> **TASK OBJECTIVE**
Below is a set of entries; copy all of them exactly.

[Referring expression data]

·····

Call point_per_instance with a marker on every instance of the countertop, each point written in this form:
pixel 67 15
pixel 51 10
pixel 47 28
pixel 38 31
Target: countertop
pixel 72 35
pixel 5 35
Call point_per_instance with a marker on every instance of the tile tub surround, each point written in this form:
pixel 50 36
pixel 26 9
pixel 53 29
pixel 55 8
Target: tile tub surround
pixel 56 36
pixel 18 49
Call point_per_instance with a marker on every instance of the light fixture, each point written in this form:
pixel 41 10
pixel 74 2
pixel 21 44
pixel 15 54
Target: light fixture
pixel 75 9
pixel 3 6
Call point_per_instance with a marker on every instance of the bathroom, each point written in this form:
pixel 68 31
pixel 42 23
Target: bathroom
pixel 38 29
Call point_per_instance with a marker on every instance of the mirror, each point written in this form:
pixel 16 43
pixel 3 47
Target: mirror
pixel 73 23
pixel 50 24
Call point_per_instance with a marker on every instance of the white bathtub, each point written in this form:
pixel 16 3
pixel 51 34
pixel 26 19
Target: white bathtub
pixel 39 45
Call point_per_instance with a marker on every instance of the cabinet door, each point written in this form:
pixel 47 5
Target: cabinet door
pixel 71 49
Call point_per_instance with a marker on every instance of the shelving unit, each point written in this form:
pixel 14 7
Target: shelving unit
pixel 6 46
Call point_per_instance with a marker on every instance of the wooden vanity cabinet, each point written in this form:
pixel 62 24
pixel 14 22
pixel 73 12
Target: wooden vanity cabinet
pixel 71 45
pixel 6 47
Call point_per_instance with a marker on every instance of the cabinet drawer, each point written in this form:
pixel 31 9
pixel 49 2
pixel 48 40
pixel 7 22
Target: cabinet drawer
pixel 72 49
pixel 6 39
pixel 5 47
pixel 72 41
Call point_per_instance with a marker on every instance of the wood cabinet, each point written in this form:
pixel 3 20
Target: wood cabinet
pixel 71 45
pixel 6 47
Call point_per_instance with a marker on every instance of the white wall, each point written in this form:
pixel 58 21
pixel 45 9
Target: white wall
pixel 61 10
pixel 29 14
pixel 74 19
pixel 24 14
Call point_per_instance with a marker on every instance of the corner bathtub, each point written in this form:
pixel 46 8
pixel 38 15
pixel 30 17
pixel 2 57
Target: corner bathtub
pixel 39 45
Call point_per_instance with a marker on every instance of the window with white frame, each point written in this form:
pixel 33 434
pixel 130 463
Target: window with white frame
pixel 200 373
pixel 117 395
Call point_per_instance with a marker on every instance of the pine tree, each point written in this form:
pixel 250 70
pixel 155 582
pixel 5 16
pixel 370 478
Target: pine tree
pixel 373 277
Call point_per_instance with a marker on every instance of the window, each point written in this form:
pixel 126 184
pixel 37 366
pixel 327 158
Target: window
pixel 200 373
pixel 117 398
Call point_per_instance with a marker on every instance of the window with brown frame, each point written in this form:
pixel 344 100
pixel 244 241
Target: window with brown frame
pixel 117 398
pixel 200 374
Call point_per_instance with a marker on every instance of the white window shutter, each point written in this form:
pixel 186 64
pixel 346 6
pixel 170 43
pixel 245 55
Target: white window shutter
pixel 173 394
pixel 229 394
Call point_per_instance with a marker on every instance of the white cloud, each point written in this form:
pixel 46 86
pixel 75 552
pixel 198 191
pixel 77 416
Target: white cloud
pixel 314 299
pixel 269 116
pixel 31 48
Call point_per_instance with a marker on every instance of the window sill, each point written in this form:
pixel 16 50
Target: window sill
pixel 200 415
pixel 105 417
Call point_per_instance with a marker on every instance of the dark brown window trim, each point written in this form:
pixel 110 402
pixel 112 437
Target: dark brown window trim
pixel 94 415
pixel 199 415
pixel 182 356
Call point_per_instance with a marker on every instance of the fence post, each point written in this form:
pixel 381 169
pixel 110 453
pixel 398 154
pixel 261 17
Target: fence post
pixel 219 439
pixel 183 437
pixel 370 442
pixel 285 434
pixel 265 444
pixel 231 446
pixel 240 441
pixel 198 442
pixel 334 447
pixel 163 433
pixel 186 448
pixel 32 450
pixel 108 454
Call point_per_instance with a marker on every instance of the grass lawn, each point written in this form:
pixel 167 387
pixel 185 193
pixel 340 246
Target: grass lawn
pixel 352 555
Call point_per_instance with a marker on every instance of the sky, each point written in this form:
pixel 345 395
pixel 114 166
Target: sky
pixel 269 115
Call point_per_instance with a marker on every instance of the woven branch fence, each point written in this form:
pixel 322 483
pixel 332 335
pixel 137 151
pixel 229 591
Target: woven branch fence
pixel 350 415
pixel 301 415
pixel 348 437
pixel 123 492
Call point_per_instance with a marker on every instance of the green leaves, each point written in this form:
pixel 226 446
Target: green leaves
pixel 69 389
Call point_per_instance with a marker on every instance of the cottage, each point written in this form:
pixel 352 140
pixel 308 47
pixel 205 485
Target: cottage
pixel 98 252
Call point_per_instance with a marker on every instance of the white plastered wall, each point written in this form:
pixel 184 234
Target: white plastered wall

·····

> **RESULT OF THIS EXERCISE**
Call point_per_instance with a marker on every instance of the countertop, each point written in this form:
pixel 67 15
pixel 51 10
pixel 47 28
pixel 38 31
Target: countertop
pixel 72 35
pixel 5 35
Call point_per_instance with a marker on every instance of the tile tub surround, each point written in this form:
pixel 50 36
pixel 26 9
pixel 53 29
pixel 55 8
Target: tile tub surround
pixel 56 36
pixel 18 49
Call point_per_instance with a marker on every instance of the light fixture, each point written in this form:
pixel 41 10
pixel 74 2
pixel 21 44
pixel 15 54
Target: light fixture
pixel 75 9
pixel 3 6
Call point_per_instance with a marker on every instance of the bathroom, each point written in this form:
pixel 68 31
pixel 42 23
Target: bathroom
pixel 38 29
Call point_per_instance with a marker on every instance of the mirror, each point written in this form:
pixel 16 43
pixel 3 47
Target: mirror
pixel 73 23
pixel 50 24
Call point_per_instance with a marker on every instance of the white bathtub, each point written in this form:
pixel 16 3
pixel 51 34
pixel 26 19
Target: white bathtub
pixel 39 45
Call point_per_instance with a marker on every instance of the cabinet door, each point written in this form:
pixel 47 5
Target: cabinet door
pixel 71 49
Call point_per_instance with a marker on every instance of the shelving unit, each point written in this form:
pixel 14 7
Target: shelving unit
pixel 6 46
Call point_per_instance with a marker on every instance of the wooden vanity cabinet, each point written in this form:
pixel 62 24
pixel 14 22
pixel 73 12
Target: wooden vanity cabinet
pixel 71 45
pixel 6 47
Call point_per_instance with a marker on every instance of the cabinet drawer, each point written in this form:
pixel 31 9
pixel 49 2
pixel 48 40
pixel 7 22
Target: cabinet drawer
pixel 72 49
pixel 6 39
pixel 5 47
pixel 72 41
Call point_per_instance with a marker on every instance of the wood cabinet, each point written in this form:
pixel 3 20
Target: wood cabinet
pixel 71 45
pixel 6 47
Call point_per_instance with a marker on every instance of the white wall, each point written in this form:
pixel 58 21
pixel 45 9
Target: white wall
pixel 61 10
pixel 29 14
pixel 74 19
pixel 24 14
Call point_per_instance with a marker on every instance of the corner bathtub, each point written in this form:
pixel 46 8
pixel 38 15
pixel 30 17
pixel 2 57
Target: corner bathtub
pixel 39 45
Call point_per_instance with a marker on every instance of the window with white frame, each point written in this form:
pixel 33 434
pixel 130 463
Target: window with white frame
pixel 200 373
pixel 117 395
Call point_per_instance with a marker on every instance of the pine tree, each point written in this form:
pixel 250 70
pixel 155 582
pixel 5 16
pixel 370 478
Target: pine tree
pixel 373 277
Call point_per_instance with a marker on every instance of the window, each point written in this form:
pixel 126 184
pixel 37 366
pixel 327 158
Target: window
pixel 200 373
pixel 117 398
Call point_per_instance with a marker on every instance of the window with brown frame, each point written in this form:
pixel 344 100
pixel 244 241
Target: window with brown frame
pixel 117 398
pixel 200 374
Call point_per_instance with a marker on every instance of the white window shutter, each point written in this form:
pixel 186 64
pixel 346 6
pixel 170 43
pixel 245 55
Target: white window shutter
pixel 173 394
pixel 229 394
Call point_per_instance with a marker on every instance of the white cloud, each point written in this form:
pixel 46 86
pixel 75 552
pixel 198 191
pixel 77 416
Target: white cloud
pixel 314 299
pixel 269 116
pixel 31 48
Call point_per_instance with a marker on every instance of the window sill, each point written in this form:
pixel 16 50
Target: window sill
pixel 200 415
pixel 105 417
Call point_per_instance with a marker on every instance of the dark brown window trim, each point written in this form:
pixel 110 402
pixel 112 437
Target: dark brown window trim
pixel 94 415
pixel 199 415
pixel 182 356
Call point_per_instance with a marker on every instance of the fence post, each point written in this form:
pixel 381 169
pixel 110 453
pixel 398 154
pixel 261 17
Target: fence post
pixel 219 439
pixel 183 437
pixel 370 442
pixel 285 434
pixel 265 444
pixel 231 446
pixel 240 441
pixel 198 442
pixel 334 447
pixel 163 433
pixel 186 448
pixel 32 450
pixel 108 454
Call point_per_instance with a marker on every instance of the grass lawn, each point written in this form:
pixel 167 387
pixel 185 193
pixel 340 246
Target: grass lawn
pixel 352 555
Call point_per_instance with a marker on every instance of the sky, each point written in this form:
pixel 345 395
pixel 114 166
Target: sky
pixel 269 115
Call point_per_instance with a marker on every instance of the woven branch fence, each point written in this form:
pixel 322 483
pixel 332 335
pixel 137 151
pixel 229 591
Target: woven branch fence
pixel 350 415
pixel 301 415
pixel 348 437
pixel 123 492
Call point_per_instance with a marker on every instance of the green leaves, each point written in this form:
pixel 226 446
Target: green leaves
pixel 69 389
Call point_per_instance with a marker on every instance of the cottage, each point written in this form:
pixel 352 140
pixel 308 47
pixel 205 485
Target: cottage
pixel 98 252
Call point_per_instance with a marker on every instance of the white plastered wall, each point written in this form:
pixel 184 234
Target: white plastered wall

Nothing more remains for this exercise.